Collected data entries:
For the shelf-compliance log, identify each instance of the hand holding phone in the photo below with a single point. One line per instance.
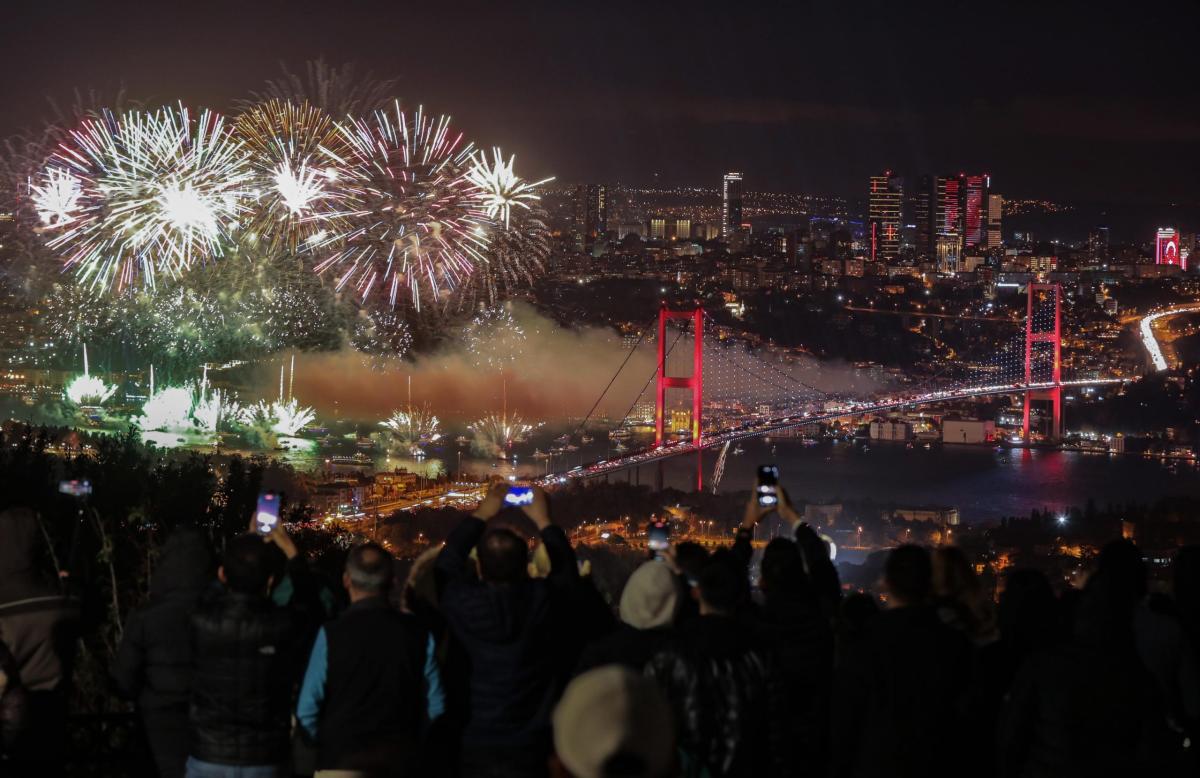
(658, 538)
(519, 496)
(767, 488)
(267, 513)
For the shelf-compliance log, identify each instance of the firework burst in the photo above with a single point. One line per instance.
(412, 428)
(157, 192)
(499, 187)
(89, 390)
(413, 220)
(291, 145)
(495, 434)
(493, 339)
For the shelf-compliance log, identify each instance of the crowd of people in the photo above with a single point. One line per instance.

* * *

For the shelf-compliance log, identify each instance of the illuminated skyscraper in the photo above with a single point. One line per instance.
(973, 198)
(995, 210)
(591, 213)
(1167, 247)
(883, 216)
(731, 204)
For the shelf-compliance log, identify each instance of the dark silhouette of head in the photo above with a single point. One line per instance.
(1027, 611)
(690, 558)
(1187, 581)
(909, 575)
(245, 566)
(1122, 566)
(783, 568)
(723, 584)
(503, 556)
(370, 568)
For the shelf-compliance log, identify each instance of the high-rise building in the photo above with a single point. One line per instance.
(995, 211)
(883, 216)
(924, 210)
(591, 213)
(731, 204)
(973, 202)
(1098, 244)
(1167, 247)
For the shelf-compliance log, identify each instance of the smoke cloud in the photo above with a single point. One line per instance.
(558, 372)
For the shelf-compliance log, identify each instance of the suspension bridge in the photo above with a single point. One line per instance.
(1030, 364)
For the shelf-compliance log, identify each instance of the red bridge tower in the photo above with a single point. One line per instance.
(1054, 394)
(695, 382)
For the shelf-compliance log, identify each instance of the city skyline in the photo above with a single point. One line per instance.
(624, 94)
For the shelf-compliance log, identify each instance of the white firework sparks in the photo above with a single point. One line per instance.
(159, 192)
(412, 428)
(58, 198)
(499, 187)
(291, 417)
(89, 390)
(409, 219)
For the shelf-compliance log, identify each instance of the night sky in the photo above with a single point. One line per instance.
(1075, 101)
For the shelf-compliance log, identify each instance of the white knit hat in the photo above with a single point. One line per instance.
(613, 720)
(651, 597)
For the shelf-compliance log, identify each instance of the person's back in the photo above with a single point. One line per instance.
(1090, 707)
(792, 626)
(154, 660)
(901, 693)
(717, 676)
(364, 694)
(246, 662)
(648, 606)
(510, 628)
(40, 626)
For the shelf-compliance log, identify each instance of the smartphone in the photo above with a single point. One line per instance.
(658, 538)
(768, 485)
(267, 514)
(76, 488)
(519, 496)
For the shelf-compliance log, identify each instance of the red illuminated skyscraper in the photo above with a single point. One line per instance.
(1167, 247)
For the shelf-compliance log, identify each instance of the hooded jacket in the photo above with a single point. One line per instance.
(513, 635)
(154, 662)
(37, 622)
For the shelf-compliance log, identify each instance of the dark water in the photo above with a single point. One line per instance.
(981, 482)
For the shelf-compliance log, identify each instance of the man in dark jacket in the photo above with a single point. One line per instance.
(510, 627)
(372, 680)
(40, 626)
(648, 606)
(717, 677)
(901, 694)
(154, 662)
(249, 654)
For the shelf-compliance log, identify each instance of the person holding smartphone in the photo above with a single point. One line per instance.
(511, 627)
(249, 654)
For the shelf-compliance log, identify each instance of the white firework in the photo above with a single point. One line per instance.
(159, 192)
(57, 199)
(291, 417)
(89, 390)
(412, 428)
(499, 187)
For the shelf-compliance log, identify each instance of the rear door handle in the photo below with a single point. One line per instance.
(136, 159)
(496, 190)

BRIEF
From the data above, retype only the lines starting with the line with "For the shelf-compliance log, identify each instance of the hand" and going on through the line with "of the crowd", exactly, leaving out the pictures.

EXERCISE ANSWER
For the shelf-compliance log, identify each instance of the hand holding phone in the photo below with a single point. One line per instance.
(658, 538)
(519, 496)
(767, 488)
(267, 513)
For the shelf-compliance log, identify each instance of the firework burst in the photo above with a single point. One line per instance.
(412, 428)
(157, 192)
(499, 187)
(89, 390)
(413, 220)
(291, 145)
(495, 434)
(493, 339)
For the shelf-compliance log, identify each instance of the crowd of people in the photo above with a single point. One line per instance.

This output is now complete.